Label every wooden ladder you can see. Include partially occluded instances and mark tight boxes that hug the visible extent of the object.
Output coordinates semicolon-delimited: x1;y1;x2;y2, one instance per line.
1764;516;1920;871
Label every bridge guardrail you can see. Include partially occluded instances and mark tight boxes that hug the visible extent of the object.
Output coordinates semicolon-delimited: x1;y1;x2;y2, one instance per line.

***

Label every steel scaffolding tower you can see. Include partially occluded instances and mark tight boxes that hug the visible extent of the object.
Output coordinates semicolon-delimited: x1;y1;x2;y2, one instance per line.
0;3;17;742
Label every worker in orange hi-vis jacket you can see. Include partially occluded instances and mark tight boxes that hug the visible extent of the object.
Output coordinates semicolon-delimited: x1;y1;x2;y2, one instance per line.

***

◆ **EXERCISE BRIEF**:
From the records above, print only the lines between the one holding "Label every wooden" and the one holding "Label every bridge", inclusive, exactly as they stand.

◆ **THE COMPLETED TASK**:
Label every wooden ladder you can see. Include partially occluded instances and mark tight boxes that hug the visible extent of the object.
Output coordinates semicolon-delimited: x1;y1;x2;y2, one instance per line.
1764;516;1920;871
Label every bridge guardrail you can see. Include partially occluded instances and mark tight boxes that hug the visible extent of the object.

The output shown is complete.